### REQUIRED TASK
Decide whether each statement agrees with the entry on art below, answering yes or no and quoting the words of the entry that settle it: (a) The entry follows on from an earlier one called Too Touchy Feely Sometimes. (b) The writer says elitist artists do a great deal for them. (c) The writer has been in a studio/portfolio class.

This entry is a continuation of Too Touchy Feely Sometimes.

So there's beauty everywhere, and maybe that's what art is. Not technical skill or talent, but the ability to see the beauty everywhere and in everyone.

If that's the case, then artists are a bunch of hacks; because I think anyone in the right mindset can see that beauty, and communicate it. Maybe it's easier for some people than for others, but the truth is that everyone is capable of this.

But I don't think that's the case. Right now I want, and perhaps need to believe, that there's something special and unique about art. Good art. That it's something special, and not something that everyone can do. That sure makes me an elitist asshole. And at the same time, I realize how that's not effective, because elitist artists do nothing for me, and the truth is, that in practice, I'm not exclusive about my own art. I've had this experience of being a visual artist, by virtue of a studio/portfolio class that I've been in, and I think I've been able to do some pretty cool stuff. But I don't think my work is extordinary. So maybe that's the comfortable work. Everyone can do art, and a lot of it can be really interesting and worthwhile without being the next Van Gogh.

### RECORDS PROVIDED
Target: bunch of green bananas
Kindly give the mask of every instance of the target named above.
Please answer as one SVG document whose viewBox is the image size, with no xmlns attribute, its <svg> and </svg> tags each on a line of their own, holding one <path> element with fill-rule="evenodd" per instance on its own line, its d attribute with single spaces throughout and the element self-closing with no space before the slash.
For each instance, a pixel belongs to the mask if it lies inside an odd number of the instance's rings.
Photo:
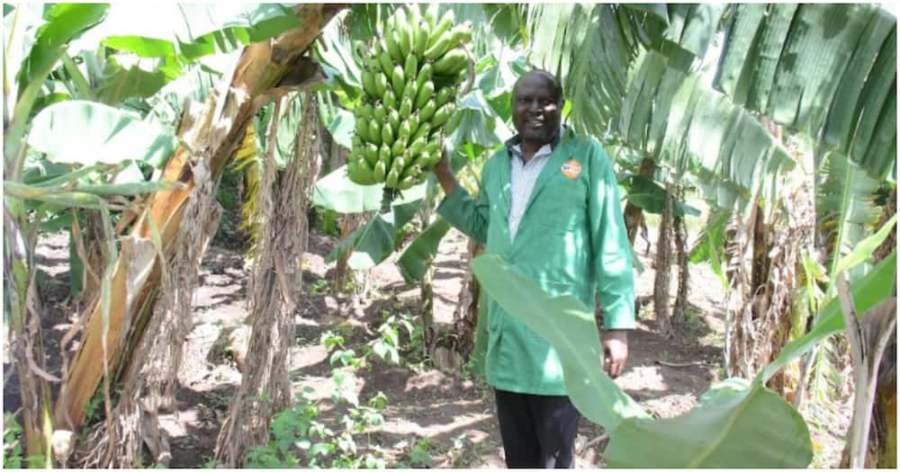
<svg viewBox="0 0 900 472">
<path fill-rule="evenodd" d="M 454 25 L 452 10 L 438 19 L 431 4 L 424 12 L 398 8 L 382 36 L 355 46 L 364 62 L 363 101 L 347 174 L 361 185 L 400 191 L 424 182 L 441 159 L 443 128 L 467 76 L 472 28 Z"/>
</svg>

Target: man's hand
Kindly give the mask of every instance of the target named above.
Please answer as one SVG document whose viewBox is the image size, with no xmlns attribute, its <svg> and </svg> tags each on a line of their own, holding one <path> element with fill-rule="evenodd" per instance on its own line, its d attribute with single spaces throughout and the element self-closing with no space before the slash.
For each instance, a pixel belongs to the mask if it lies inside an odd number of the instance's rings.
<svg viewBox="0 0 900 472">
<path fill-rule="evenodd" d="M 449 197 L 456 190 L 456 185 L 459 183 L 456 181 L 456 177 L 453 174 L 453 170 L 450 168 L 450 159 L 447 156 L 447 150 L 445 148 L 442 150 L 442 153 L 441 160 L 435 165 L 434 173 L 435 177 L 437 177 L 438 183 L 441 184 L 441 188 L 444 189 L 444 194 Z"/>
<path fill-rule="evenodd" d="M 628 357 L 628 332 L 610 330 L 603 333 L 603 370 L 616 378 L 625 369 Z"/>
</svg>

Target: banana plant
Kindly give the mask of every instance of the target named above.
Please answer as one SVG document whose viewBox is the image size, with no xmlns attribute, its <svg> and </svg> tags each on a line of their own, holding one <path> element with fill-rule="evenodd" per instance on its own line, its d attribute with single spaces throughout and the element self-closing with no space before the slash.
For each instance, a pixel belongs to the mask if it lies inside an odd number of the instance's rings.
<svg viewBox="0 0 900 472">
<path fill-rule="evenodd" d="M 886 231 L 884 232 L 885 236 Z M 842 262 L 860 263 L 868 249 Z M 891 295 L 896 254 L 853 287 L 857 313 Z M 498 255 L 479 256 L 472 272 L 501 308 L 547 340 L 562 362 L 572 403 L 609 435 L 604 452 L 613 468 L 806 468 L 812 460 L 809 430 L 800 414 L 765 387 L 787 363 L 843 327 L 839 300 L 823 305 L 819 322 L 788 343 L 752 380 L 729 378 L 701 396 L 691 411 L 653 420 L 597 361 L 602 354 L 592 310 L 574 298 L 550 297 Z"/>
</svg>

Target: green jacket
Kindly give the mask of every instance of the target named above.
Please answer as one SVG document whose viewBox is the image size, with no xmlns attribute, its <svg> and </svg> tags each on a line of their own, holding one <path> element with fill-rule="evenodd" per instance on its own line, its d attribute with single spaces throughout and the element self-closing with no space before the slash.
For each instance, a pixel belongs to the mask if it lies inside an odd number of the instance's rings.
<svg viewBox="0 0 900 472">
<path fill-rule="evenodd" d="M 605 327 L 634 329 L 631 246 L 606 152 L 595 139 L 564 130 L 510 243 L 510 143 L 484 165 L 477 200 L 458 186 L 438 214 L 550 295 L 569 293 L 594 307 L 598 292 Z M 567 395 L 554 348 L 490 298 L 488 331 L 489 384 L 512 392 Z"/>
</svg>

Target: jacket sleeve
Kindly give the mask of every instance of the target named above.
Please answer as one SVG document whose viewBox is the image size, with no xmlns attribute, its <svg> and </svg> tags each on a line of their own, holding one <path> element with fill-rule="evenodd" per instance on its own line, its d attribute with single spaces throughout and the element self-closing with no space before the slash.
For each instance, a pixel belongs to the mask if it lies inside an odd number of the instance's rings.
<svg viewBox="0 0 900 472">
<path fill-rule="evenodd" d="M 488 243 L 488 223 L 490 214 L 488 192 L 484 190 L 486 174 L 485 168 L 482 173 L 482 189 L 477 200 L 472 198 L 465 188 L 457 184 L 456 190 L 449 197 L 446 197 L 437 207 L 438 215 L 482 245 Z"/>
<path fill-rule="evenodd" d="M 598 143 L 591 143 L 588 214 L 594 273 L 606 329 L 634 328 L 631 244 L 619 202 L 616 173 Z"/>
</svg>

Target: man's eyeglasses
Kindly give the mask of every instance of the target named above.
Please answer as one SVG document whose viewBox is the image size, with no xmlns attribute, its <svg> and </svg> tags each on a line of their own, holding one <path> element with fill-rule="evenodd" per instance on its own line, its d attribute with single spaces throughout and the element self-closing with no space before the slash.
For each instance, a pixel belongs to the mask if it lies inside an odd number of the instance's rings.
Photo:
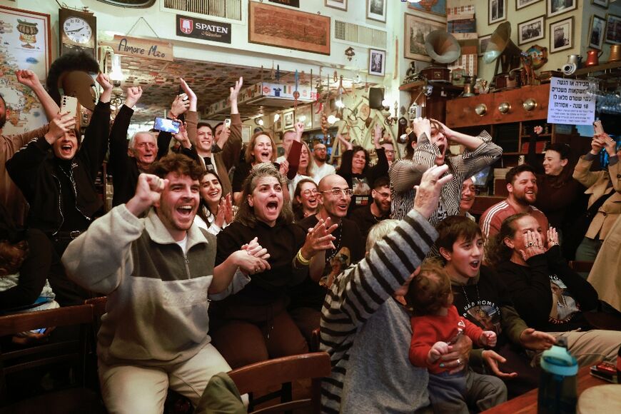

...

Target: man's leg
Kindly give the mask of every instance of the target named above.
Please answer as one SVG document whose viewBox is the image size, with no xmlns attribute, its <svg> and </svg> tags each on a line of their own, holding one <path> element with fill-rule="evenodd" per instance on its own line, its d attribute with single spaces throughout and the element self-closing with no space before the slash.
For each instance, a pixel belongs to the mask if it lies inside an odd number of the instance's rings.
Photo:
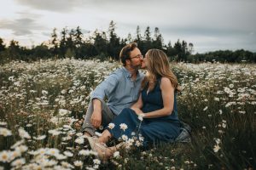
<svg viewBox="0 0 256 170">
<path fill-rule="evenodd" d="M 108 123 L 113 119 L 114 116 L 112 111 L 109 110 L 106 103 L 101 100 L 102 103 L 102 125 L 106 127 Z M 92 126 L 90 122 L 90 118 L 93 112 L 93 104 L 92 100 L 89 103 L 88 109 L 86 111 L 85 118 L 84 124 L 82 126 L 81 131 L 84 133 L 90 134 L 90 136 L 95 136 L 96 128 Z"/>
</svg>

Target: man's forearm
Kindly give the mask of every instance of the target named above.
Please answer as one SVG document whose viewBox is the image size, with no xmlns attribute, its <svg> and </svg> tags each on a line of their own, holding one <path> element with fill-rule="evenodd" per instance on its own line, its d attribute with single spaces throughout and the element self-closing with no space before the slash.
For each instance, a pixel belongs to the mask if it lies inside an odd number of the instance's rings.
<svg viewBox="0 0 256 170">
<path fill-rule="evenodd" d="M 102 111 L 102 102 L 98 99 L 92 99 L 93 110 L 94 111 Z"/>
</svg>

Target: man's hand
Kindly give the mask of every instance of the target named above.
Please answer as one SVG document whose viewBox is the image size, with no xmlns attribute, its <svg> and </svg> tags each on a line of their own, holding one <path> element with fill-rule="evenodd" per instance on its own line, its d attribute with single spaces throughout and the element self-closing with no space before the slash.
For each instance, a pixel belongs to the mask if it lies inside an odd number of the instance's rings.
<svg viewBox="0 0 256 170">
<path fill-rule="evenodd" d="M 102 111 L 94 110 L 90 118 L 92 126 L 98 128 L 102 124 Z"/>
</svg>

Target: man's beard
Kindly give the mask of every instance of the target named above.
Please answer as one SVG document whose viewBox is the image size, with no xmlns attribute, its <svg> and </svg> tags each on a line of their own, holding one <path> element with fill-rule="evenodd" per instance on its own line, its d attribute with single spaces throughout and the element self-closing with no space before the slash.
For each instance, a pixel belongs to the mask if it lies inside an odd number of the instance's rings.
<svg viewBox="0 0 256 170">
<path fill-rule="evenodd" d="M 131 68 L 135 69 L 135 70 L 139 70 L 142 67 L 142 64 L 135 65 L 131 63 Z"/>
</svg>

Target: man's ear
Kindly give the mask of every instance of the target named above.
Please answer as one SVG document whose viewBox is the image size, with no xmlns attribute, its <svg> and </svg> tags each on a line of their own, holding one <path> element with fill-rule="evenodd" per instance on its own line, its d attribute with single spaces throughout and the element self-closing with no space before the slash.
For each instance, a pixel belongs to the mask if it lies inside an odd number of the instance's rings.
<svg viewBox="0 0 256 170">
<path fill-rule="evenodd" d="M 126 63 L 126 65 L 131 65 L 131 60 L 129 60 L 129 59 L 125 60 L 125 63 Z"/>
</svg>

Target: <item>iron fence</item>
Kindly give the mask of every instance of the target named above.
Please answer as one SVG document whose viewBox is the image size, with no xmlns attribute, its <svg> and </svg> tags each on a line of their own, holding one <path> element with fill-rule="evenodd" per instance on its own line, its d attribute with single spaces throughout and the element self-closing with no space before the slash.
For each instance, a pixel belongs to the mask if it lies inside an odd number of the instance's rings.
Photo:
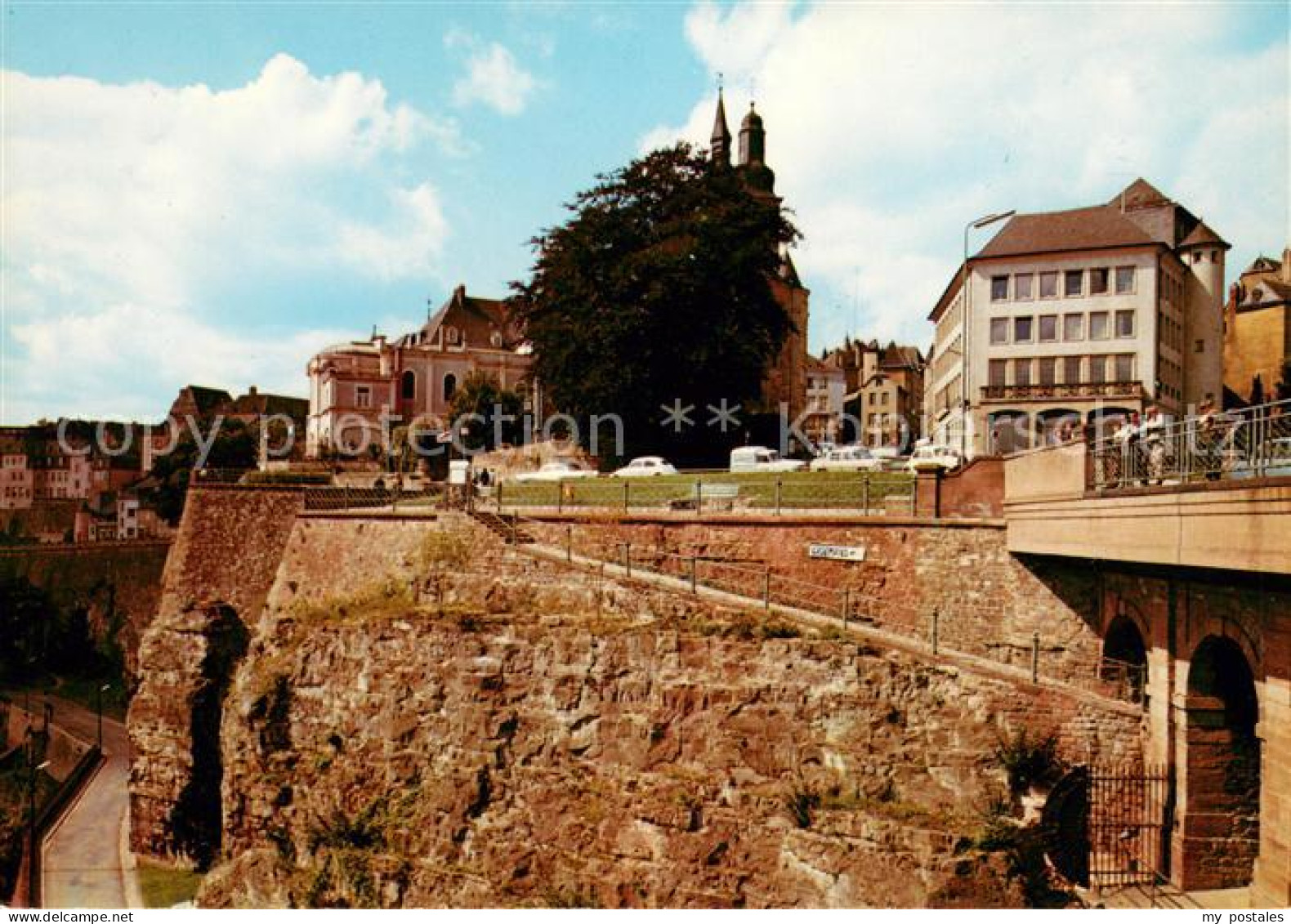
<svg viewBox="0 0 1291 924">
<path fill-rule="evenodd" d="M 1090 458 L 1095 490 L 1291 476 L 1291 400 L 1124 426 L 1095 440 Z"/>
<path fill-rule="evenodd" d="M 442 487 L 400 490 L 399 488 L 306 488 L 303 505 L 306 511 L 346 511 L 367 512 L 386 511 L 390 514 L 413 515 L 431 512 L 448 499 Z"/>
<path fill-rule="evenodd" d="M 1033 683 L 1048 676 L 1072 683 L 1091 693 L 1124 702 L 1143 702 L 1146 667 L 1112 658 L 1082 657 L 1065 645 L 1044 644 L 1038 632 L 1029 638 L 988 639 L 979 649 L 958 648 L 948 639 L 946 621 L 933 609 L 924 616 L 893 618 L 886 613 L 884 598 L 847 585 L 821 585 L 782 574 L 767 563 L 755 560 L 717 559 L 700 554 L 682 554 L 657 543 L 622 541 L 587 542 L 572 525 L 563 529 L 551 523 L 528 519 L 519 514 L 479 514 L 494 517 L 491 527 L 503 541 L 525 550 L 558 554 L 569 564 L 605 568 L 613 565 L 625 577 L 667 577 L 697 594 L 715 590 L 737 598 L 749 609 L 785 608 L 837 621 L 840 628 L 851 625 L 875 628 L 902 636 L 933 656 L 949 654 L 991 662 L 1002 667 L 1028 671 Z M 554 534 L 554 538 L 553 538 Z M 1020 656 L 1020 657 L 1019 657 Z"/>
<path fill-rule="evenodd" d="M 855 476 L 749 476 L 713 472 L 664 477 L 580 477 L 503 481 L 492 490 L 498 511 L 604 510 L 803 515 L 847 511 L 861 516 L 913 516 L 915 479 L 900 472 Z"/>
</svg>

### WRITTEN SOLUTION
(a) Yes: "This entry is a continuation of Too Touchy Feely Sometimes."
(b) No: "elitist artists do nothing for me"
(c) Yes: "by virtue of a studio/portfolio class that I've been in"